Stated goal >> Show every line below that contains the string "woman". Letter case matters.

Task inputs >>
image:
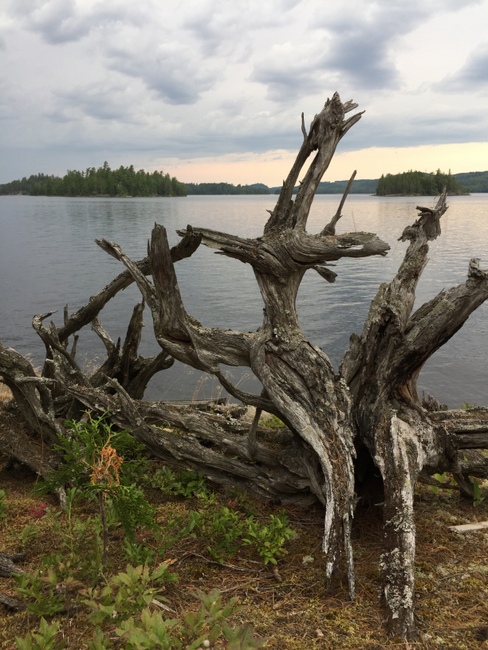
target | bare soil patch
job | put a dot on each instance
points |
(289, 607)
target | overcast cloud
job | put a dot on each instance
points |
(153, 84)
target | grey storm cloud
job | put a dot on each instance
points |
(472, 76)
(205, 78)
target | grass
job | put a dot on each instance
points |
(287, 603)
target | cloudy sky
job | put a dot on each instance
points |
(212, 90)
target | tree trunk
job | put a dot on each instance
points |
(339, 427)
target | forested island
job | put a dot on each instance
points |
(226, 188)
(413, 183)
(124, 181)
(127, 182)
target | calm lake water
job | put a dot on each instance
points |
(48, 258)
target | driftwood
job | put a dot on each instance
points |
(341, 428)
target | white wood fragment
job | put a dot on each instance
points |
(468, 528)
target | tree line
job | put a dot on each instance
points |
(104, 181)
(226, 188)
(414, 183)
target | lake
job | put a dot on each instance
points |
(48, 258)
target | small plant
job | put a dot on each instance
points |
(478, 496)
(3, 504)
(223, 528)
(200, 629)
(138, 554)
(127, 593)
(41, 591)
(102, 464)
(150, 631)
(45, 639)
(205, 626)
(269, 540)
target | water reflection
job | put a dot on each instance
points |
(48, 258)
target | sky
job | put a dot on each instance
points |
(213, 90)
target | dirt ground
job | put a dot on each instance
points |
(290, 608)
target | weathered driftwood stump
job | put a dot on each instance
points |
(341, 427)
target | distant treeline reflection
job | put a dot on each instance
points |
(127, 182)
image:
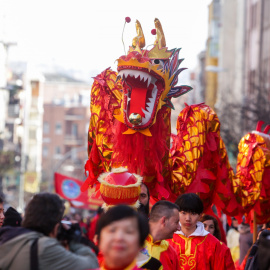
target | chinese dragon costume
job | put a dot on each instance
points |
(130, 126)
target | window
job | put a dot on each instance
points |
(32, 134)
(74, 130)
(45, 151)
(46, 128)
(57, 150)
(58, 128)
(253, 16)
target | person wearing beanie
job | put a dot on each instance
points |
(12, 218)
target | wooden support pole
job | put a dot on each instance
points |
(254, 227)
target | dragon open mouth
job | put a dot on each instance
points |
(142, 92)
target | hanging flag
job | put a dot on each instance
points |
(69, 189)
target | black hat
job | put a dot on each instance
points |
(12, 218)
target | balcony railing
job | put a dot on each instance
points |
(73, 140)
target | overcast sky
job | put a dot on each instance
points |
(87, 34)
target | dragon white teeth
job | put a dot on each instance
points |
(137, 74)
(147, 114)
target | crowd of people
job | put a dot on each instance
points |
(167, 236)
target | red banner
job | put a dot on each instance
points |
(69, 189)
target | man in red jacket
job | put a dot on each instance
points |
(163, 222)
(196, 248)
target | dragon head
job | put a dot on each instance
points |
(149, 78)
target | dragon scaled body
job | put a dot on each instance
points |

---

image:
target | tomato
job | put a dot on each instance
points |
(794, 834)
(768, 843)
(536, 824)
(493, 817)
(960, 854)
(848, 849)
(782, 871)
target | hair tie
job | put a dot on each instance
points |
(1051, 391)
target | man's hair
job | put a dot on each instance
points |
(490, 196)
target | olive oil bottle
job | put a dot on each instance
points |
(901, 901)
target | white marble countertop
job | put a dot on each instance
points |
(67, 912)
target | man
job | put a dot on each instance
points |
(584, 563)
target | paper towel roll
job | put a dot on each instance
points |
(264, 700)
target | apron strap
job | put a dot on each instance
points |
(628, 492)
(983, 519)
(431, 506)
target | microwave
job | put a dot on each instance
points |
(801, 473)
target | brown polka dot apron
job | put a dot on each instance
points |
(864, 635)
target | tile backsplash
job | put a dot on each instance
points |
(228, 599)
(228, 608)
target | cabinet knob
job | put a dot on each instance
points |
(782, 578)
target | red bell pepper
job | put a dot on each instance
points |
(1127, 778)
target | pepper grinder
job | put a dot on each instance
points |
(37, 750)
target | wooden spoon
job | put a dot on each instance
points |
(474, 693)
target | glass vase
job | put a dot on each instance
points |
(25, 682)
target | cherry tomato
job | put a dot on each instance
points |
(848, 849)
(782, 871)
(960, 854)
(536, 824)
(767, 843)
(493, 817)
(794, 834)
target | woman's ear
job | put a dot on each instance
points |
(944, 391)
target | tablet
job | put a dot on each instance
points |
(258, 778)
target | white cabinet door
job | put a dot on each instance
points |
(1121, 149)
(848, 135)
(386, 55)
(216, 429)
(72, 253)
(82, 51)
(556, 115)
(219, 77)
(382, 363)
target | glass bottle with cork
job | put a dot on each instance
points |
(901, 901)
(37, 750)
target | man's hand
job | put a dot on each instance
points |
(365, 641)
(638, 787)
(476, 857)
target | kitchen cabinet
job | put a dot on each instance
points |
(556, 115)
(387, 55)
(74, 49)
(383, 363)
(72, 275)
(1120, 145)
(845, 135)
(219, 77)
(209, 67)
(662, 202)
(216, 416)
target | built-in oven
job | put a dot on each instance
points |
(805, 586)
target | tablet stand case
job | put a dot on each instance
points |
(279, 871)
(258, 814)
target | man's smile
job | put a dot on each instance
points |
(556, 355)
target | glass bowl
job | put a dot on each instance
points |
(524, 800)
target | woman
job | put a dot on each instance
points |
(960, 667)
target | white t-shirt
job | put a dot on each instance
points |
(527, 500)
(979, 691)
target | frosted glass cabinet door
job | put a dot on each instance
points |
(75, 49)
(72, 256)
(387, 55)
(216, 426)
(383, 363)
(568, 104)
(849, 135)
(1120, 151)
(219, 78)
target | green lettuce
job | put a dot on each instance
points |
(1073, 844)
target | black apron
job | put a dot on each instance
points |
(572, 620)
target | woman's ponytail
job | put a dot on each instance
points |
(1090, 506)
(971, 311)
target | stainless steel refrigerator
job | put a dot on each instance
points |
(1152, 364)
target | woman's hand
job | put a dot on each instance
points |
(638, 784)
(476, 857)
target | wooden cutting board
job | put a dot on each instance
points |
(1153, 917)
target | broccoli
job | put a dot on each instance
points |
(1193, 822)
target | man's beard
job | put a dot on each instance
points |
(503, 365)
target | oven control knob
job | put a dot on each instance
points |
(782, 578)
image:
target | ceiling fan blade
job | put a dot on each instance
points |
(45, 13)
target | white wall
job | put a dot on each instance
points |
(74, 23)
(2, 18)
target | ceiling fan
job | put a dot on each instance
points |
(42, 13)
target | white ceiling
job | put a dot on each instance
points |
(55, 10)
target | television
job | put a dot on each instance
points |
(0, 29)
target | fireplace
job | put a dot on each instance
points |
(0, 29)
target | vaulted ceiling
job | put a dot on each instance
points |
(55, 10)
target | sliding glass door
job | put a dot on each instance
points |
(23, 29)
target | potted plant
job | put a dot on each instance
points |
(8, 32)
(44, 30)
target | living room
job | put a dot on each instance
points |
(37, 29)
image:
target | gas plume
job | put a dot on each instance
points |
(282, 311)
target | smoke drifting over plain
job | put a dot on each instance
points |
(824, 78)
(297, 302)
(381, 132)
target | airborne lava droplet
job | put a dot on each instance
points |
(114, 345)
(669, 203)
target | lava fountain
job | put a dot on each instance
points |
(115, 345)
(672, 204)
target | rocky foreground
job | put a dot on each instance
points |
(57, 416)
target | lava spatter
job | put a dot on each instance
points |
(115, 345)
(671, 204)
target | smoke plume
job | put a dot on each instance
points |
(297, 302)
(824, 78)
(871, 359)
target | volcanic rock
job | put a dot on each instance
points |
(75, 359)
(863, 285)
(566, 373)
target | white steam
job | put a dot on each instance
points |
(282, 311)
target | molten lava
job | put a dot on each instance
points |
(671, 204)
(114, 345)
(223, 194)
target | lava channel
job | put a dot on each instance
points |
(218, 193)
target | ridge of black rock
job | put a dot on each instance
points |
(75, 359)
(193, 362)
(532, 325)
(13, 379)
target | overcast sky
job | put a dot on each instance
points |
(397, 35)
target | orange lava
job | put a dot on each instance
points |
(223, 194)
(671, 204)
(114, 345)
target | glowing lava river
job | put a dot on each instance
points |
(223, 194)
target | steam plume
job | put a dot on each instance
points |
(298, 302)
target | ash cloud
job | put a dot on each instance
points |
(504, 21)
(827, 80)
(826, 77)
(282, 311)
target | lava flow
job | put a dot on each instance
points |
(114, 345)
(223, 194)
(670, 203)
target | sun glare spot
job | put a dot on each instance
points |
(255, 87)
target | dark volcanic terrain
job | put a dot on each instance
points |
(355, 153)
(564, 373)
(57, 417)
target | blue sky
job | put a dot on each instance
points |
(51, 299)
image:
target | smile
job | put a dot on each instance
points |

Written solution >>
target | woman's ear
target | woman
target | woman's ponytail
target | woman's hand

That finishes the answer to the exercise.